+++ PROVIDED MATERIAL

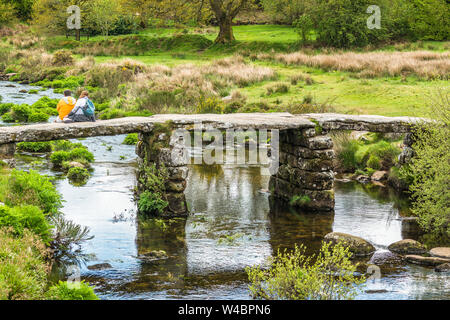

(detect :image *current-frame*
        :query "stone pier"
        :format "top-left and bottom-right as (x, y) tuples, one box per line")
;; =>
(269, 128), (334, 211)
(136, 128), (189, 217)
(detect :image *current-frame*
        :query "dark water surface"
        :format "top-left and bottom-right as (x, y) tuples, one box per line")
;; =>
(0, 83), (450, 299)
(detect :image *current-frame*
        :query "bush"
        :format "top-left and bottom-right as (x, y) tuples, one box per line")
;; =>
(196, 97), (224, 114)
(137, 164), (169, 215)
(0, 169), (62, 215)
(46, 281), (98, 300)
(122, 133), (139, 146)
(0, 103), (14, 115)
(0, 228), (50, 300)
(0, 206), (52, 244)
(28, 112), (50, 122)
(401, 93), (450, 236)
(367, 155), (381, 170)
(67, 167), (90, 185)
(246, 243), (365, 300)
(17, 142), (52, 152)
(52, 50), (74, 66)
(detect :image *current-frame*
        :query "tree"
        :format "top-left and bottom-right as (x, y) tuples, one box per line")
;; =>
(88, 0), (119, 37)
(246, 243), (365, 300)
(209, 0), (249, 43)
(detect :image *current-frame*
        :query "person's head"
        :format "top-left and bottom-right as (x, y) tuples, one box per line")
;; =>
(80, 90), (89, 99)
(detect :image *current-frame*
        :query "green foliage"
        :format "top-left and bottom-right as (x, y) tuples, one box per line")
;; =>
(50, 147), (94, 168)
(16, 142), (52, 152)
(0, 169), (62, 215)
(367, 154), (381, 170)
(0, 228), (49, 300)
(246, 243), (365, 300)
(122, 133), (139, 146)
(46, 281), (99, 300)
(137, 164), (169, 215)
(51, 216), (94, 255)
(0, 205), (52, 244)
(67, 167), (90, 186)
(402, 93), (450, 236)
(289, 195), (311, 206)
(196, 97), (224, 114)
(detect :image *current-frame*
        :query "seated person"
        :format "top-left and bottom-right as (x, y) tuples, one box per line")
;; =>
(55, 90), (77, 122)
(64, 91), (95, 122)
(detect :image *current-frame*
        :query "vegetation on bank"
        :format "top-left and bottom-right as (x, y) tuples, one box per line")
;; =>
(246, 243), (365, 300)
(0, 169), (96, 300)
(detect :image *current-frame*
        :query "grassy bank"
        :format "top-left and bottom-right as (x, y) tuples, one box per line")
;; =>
(3, 25), (450, 118)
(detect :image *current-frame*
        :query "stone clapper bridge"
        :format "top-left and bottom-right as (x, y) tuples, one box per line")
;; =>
(0, 113), (423, 217)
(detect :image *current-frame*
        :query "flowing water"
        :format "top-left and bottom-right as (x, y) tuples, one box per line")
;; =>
(0, 82), (450, 299)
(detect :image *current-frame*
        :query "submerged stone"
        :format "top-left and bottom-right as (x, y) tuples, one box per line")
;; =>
(405, 254), (449, 267)
(88, 263), (112, 270)
(388, 239), (427, 254)
(324, 232), (375, 257)
(434, 262), (450, 273)
(430, 247), (450, 260)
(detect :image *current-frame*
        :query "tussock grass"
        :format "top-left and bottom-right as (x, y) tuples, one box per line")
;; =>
(272, 51), (450, 79)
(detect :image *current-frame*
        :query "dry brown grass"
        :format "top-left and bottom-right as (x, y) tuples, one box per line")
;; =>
(272, 51), (450, 79)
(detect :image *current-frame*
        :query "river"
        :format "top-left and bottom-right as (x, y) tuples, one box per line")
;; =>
(0, 82), (450, 300)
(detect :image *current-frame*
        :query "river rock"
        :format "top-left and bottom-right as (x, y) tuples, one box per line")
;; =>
(388, 239), (427, 254)
(324, 232), (375, 257)
(371, 171), (389, 181)
(88, 263), (112, 270)
(68, 161), (85, 169)
(405, 254), (448, 267)
(356, 175), (370, 183)
(430, 247), (450, 260)
(139, 250), (169, 261)
(369, 251), (403, 266)
(434, 262), (450, 273)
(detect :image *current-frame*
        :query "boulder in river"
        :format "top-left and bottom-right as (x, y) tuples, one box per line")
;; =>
(434, 262), (450, 273)
(405, 254), (449, 267)
(371, 171), (389, 181)
(324, 232), (375, 257)
(430, 247), (450, 260)
(388, 239), (427, 254)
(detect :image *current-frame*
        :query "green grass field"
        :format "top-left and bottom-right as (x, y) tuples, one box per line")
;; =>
(6, 25), (450, 116)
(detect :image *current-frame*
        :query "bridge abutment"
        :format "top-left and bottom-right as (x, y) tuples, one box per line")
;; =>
(269, 128), (334, 211)
(136, 128), (189, 217)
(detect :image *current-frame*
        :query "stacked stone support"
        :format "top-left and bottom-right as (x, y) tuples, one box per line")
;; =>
(269, 128), (334, 211)
(136, 131), (189, 217)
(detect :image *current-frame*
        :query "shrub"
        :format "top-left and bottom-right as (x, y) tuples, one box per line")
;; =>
(246, 243), (365, 300)
(52, 50), (74, 66)
(0, 103), (14, 115)
(122, 133), (139, 146)
(28, 112), (49, 122)
(0, 228), (50, 300)
(402, 93), (450, 236)
(0, 206), (52, 244)
(367, 155), (381, 170)
(0, 169), (62, 215)
(17, 142), (52, 152)
(46, 281), (98, 300)
(137, 164), (169, 215)
(67, 167), (90, 185)
(196, 97), (224, 113)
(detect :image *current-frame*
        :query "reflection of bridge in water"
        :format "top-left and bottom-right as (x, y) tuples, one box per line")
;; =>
(0, 113), (419, 216)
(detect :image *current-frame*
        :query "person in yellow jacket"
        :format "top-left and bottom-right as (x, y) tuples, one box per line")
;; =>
(56, 90), (77, 121)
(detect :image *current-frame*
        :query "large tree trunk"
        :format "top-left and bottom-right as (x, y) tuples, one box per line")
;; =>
(215, 17), (235, 43)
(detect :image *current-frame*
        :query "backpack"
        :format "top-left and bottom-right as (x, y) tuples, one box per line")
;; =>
(82, 98), (95, 117)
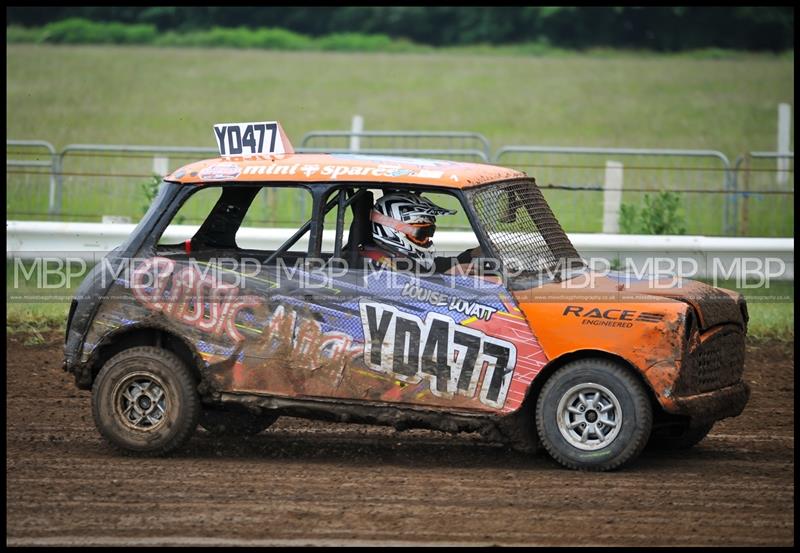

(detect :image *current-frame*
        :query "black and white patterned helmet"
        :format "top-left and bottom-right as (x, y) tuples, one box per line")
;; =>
(371, 192), (456, 269)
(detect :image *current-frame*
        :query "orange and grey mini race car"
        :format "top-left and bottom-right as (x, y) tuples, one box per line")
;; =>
(64, 122), (749, 470)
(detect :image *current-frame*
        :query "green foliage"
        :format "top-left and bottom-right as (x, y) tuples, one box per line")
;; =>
(35, 18), (156, 44)
(619, 191), (686, 235)
(6, 18), (426, 52)
(154, 27), (314, 50)
(6, 6), (794, 52)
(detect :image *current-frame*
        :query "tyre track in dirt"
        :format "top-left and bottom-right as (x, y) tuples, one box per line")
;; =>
(6, 336), (794, 546)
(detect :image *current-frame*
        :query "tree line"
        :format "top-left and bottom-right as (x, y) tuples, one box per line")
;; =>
(6, 6), (794, 52)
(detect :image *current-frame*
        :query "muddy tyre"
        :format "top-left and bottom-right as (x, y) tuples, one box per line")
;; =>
(647, 422), (714, 450)
(536, 359), (653, 471)
(92, 347), (200, 456)
(200, 407), (278, 436)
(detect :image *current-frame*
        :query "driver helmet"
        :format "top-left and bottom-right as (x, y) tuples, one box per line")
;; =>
(370, 192), (456, 270)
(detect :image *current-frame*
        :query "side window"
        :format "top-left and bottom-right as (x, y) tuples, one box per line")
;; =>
(236, 186), (313, 253)
(158, 186), (222, 246)
(321, 187), (368, 258)
(322, 187), (479, 266)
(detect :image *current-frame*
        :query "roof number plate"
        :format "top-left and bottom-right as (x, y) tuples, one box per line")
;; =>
(214, 121), (293, 156)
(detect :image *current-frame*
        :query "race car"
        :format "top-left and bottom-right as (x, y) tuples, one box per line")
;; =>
(64, 121), (749, 470)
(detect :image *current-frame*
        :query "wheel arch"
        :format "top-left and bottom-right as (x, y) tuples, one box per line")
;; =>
(525, 349), (661, 414)
(88, 325), (203, 386)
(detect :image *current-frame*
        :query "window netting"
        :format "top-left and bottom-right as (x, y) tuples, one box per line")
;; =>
(470, 179), (582, 273)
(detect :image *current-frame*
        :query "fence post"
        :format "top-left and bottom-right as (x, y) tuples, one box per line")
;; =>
(778, 104), (792, 184)
(153, 156), (169, 177)
(350, 115), (364, 152)
(603, 161), (622, 234)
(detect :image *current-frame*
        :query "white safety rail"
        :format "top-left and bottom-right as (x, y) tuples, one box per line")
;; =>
(6, 221), (794, 280)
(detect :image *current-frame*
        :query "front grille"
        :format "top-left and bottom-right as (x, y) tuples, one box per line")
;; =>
(676, 326), (744, 395)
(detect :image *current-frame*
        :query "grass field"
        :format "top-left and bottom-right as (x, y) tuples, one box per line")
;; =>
(6, 44), (794, 335)
(6, 44), (794, 235)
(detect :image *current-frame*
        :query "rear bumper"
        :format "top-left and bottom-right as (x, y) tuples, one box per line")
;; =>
(672, 380), (750, 422)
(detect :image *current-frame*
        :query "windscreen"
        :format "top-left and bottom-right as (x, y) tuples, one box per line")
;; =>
(469, 179), (583, 275)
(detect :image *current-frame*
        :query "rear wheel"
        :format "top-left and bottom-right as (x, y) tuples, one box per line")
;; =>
(92, 346), (200, 455)
(536, 359), (653, 471)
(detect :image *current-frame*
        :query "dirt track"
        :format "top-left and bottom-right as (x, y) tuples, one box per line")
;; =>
(6, 330), (794, 545)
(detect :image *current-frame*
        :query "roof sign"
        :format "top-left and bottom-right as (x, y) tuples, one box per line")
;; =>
(214, 121), (294, 156)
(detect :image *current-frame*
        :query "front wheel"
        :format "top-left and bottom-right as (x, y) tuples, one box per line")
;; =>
(536, 359), (653, 471)
(92, 346), (200, 455)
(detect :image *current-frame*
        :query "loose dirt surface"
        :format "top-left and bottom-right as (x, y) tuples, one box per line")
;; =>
(6, 335), (794, 546)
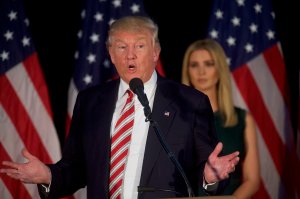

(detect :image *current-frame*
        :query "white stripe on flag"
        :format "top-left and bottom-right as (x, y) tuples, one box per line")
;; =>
(68, 78), (78, 118)
(248, 55), (293, 145)
(0, 104), (39, 198)
(6, 64), (61, 162)
(231, 76), (283, 199)
(256, 128), (284, 199)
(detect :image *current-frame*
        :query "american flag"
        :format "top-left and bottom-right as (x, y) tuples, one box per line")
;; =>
(67, 0), (164, 198)
(0, 0), (61, 199)
(208, 0), (300, 198)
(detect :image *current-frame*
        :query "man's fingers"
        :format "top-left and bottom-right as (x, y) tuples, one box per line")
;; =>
(2, 161), (19, 170)
(210, 142), (223, 158)
(22, 148), (34, 160)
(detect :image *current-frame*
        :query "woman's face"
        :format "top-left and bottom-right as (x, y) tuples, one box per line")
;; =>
(188, 49), (219, 93)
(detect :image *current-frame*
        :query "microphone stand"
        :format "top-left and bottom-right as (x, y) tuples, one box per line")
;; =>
(144, 105), (195, 197)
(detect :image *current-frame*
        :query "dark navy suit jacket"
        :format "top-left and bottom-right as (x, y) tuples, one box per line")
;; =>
(42, 76), (217, 199)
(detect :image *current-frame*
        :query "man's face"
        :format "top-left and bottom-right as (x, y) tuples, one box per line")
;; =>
(109, 31), (160, 83)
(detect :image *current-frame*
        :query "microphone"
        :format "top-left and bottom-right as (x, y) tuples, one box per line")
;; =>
(129, 78), (151, 122)
(129, 78), (194, 197)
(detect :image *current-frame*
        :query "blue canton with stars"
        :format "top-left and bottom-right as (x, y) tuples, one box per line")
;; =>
(73, 0), (146, 90)
(208, 0), (278, 70)
(0, 0), (35, 75)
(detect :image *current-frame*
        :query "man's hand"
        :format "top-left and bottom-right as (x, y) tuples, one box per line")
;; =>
(204, 142), (239, 183)
(0, 149), (51, 184)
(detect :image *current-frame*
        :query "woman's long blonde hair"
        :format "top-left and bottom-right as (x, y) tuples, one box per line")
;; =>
(181, 39), (237, 127)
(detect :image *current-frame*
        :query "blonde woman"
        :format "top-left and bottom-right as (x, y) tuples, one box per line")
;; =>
(182, 39), (260, 199)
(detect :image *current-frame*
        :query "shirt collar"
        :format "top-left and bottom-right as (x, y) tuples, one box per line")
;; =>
(118, 70), (157, 99)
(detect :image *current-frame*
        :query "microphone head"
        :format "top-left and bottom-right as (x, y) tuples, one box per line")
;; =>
(129, 77), (144, 94)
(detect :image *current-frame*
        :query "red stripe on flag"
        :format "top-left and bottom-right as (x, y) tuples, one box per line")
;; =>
(23, 53), (53, 118)
(233, 65), (286, 175)
(0, 143), (31, 199)
(233, 65), (300, 198)
(0, 75), (52, 163)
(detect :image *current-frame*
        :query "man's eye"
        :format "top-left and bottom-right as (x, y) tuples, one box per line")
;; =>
(136, 44), (144, 49)
(118, 46), (126, 50)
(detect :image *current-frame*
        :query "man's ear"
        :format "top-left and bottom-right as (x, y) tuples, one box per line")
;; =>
(153, 47), (160, 62)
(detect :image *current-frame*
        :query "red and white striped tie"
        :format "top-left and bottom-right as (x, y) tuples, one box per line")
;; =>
(109, 90), (134, 199)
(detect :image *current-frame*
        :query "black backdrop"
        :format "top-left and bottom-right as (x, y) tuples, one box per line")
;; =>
(24, 0), (300, 146)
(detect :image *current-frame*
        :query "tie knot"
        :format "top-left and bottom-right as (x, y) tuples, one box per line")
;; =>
(126, 89), (134, 101)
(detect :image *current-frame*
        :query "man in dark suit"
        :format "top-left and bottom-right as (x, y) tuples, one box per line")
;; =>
(1, 17), (239, 199)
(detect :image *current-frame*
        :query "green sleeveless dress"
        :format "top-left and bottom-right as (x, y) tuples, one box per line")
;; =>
(214, 107), (246, 195)
(199, 107), (246, 196)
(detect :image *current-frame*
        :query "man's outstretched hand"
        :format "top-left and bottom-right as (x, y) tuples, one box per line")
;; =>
(0, 149), (51, 184)
(204, 142), (239, 183)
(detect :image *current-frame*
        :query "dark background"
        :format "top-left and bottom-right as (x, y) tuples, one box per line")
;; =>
(24, 0), (300, 146)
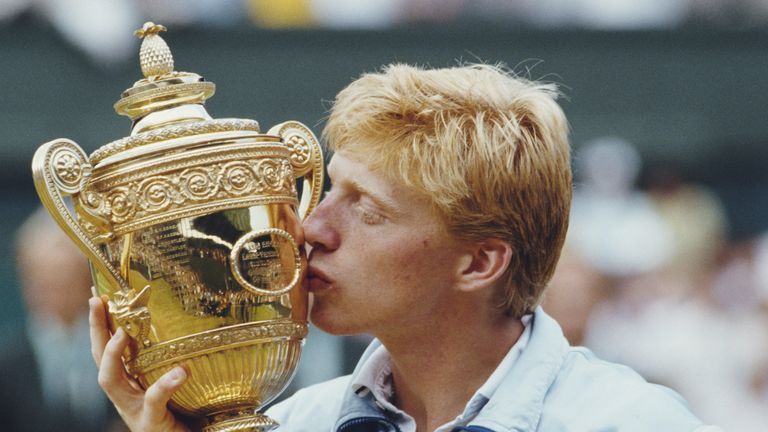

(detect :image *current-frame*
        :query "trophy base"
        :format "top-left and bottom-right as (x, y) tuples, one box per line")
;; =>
(203, 409), (278, 432)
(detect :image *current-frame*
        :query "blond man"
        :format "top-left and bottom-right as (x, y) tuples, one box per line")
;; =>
(92, 65), (720, 432)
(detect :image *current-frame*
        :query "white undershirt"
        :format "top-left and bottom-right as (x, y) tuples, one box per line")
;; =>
(352, 315), (533, 432)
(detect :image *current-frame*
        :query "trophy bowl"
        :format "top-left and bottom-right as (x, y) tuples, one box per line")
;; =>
(32, 23), (323, 432)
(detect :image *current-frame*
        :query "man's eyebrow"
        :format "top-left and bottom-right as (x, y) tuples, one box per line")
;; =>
(345, 179), (402, 214)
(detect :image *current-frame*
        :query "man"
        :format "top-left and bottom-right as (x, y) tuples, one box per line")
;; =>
(91, 65), (720, 432)
(0, 208), (118, 432)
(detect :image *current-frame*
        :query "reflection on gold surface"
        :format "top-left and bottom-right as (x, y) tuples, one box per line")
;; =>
(32, 23), (323, 432)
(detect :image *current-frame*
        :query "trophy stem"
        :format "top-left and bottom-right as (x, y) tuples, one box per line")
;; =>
(203, 409), (278, 432)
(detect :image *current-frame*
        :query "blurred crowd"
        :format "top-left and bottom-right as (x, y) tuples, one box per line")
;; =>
(0, 0), (768, 67)
(544, 138), (768, 432)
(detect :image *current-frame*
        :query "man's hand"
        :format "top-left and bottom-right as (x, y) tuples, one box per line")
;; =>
(88, 297), (190, 432)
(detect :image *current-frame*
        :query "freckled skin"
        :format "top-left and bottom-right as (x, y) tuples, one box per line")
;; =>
(304, 154), (461, 337)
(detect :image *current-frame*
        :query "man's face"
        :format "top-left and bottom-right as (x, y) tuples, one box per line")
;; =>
(304, 153), (464, 337)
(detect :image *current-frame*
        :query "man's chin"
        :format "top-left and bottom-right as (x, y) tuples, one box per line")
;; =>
(309, 307), (363, 336)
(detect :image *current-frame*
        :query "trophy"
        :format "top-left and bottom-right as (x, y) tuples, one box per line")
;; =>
(32, 22), (323, 432)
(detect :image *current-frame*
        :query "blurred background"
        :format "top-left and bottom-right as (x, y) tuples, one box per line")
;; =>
(0, 0), (768, 431)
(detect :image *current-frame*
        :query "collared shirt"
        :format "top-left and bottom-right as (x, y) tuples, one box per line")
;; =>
(266, 307), (722, 432)
(352, 315), (532, 432)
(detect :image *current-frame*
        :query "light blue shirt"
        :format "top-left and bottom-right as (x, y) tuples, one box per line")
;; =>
(266, 308), (719, 432)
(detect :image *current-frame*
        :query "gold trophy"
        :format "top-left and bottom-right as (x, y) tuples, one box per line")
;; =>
(32, 23), (323, 432)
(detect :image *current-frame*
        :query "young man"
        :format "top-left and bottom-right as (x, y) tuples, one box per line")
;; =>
(92, 65), (720, 432)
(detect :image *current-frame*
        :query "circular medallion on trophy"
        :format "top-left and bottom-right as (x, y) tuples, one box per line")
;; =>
(230, 228), (301, 296)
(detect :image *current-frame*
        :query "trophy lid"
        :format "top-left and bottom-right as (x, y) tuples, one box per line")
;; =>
(90, 22), (259, 164)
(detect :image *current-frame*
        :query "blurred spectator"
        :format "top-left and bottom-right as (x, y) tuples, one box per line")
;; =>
(544, 247), (611, 346)
(0, 209), (120, 432)
(567, 137), (674, 277)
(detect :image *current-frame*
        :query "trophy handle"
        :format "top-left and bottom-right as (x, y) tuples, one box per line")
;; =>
(267, 121), (323, 219)
(32, 139), (130, 292)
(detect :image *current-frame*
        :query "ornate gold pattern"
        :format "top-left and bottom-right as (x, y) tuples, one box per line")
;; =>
(268, 121), (324, 217)
(32, 23), (323, 432)
(109, 285), (152, 348)
(90, 119), (259, 164)
(32, 139), (130, 290)
(80, 146), (296, 235)
(229, 228), (301, 296)
(126, 321), (307, 375)
(203, 410), (278, 432)
(135, 21), (173, 78)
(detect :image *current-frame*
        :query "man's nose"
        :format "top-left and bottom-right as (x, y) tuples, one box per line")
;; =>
(304, 198), (340, 250)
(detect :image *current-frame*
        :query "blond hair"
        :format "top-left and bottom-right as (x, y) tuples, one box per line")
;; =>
(324, 64), (572, 317)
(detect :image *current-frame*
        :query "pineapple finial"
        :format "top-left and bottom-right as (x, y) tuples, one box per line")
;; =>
(134, 21), (173, 80)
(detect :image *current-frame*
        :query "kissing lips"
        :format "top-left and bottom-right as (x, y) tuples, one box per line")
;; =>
(308, 265), (331, 293)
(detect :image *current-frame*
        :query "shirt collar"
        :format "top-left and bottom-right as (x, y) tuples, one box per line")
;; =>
(352, 315), (533, 424)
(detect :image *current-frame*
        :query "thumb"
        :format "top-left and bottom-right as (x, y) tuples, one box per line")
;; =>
(143, 366), (187, 425)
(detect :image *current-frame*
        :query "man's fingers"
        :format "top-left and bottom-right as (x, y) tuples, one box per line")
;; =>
(99, 328), (137, 405)
(88, 297), (109, 366)
(144, 366), (187, 424)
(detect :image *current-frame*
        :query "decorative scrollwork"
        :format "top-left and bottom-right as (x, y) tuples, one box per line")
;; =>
(50, 147), (91, 193)
(286, 135), (312, 166)
(107, 186), (136, 223)
(126, 322), (307, 375)
(222, 162), (256, 195)
(90, 119), (259, 164)
(109, 285), (152, 348)
(81, 155), (296, 235)
(179, 167), (219, 200)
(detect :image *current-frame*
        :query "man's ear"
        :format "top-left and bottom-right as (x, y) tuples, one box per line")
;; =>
(457, 238), (513, 291)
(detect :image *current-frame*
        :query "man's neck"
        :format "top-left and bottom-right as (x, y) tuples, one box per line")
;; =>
(380, 308), (524, 431)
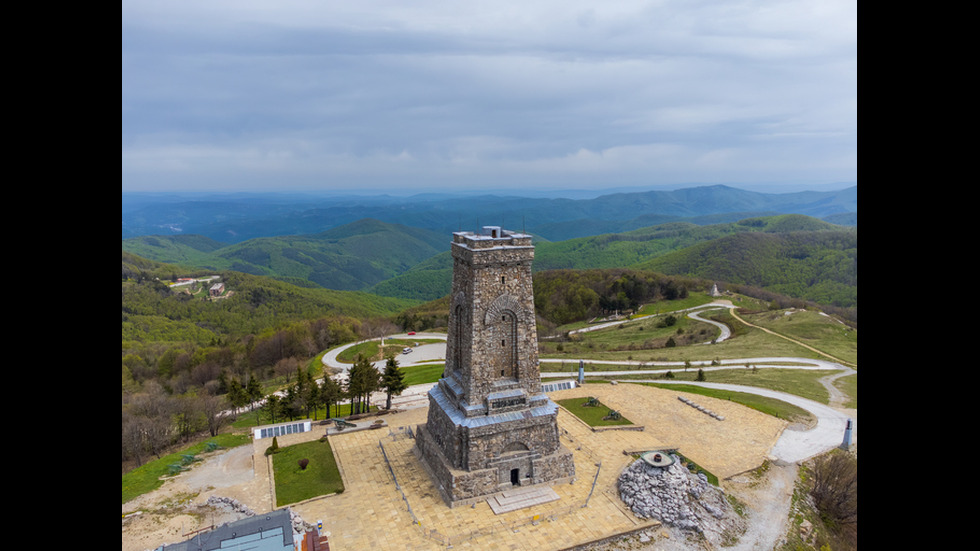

++++++

**TASK BRIEF**
Identify each line of the records above that contains the word "tyre", and copy those lines.

**RESULT FOR THIS TASK**
        :query "tyre track in dirt"
        :query "muddy tyre"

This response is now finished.